_Extract_
********

Aluminium ring moved by electromagnetic induction, thus demonstrating Lenz's law.

Experiment showing Lenz's law with two aluminium rings on a scales-like device set up on a pivot so as to freely move in the horizontal plane. One ring is fully enclosed, while the other has an opening, not forming a complete circle. When we place a bar magnet near the fully enclosed ring, the ring is repulsed by it. However, when the system comes to a rest, and we remove the bar magnet, then the ring is attracted by it. In the first case, the induced current created in the ring resists the increase of magnetic flux caused by the proximity of the magnet, while in the latter, taking the magnet out of the ring decreases the magnetic flux, inducing such current whose magnetic field resists the decrease of flux. This phenomenon is absent when we repeat the experiment with the ring that isn't enclosed by inserting and removing the magnet bar. The induced currents in this ring can't enclose themselves in the ring, and have a very weak field that cannot resist the change of the magnetic flux.

In electromagnetism, when charges move along electric field lines, work is done on them, whether it involves storing potential energy (negative work) or increasing kinetic energy (positive work).

When net positive work is applied to a charge q_{1}, it gains speed and momentum. The net work on q_{1} thereby generates a magnetic field whose strength (in units of magnetic flux density (1 tesla = 1 volt-second per square meter)) is proportional to the speed increase of q_{1}. This magnetic field can interact with a neighboring charge q_{2}, passing on this momentum to it, and in return, q_{1} loses momentum.

********

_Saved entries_
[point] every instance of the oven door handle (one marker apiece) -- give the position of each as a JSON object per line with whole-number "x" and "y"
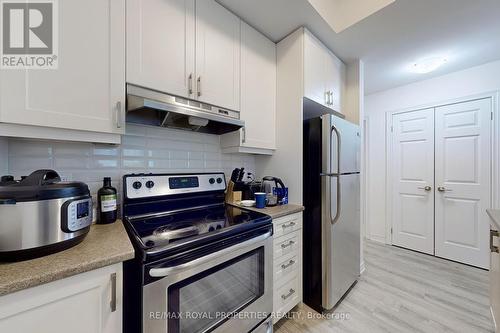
{"x": 165, "y": 271}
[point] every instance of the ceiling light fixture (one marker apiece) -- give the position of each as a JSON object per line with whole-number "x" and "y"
{"x": 428, "y": 65}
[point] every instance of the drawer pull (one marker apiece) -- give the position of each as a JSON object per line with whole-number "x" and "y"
{"x": 493, "y": 248}
{"x": 290, "y": 293}
{"x": 290, "y": 263}
{"x": 290, "y": 243}
{"x": 291, "y": 224}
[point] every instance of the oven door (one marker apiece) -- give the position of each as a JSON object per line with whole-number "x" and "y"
{"x": 229, "y": 290}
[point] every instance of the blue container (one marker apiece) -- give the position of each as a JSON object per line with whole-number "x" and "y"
{"x": 260, "y": 200}
{"x": 282, "y": 194}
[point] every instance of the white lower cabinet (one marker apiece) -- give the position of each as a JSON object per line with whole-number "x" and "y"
{"x": 287, "y": 270}
{"x": 90, "y": 302}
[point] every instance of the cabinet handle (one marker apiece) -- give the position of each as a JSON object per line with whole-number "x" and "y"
{"x": 290, "y": 293}
{"x": 119, "y": 116}
{"x": 291, "y": 224}
{"x": 290, "y": 243}
{"x": 112, "y": 303}
{"x": 426, "y": 188}
{"x": 290, "y": 263}
{"x": 190, "y": 84}
{"x": 493, "y": 248}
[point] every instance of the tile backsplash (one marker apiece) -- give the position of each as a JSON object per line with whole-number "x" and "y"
{"x": 143, "y": 149}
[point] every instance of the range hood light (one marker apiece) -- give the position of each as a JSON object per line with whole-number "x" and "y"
{"x": 196, "y": 121}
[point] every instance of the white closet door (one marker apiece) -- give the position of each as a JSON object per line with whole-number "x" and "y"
{"x": 463, "y": 181}
{"x": 413, "y": 179}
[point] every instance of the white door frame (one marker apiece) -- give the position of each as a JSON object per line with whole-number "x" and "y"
{"x": 495, "y": 151}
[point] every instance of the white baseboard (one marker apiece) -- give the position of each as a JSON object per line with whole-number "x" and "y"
{"x": 379, "y": 239}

********

_Directions for this task_
Revise the text on Lenz's law from the words "In electromagnetism, when" through "energy (positive work).", putting "energy of motion" in place of "kinetic energy".

_Answer for the task_
In electromagnetism, when charges move along electric field lines, work is done on them, whether it involves storing potential energy (negative work) or increasing energy of motion (positive work).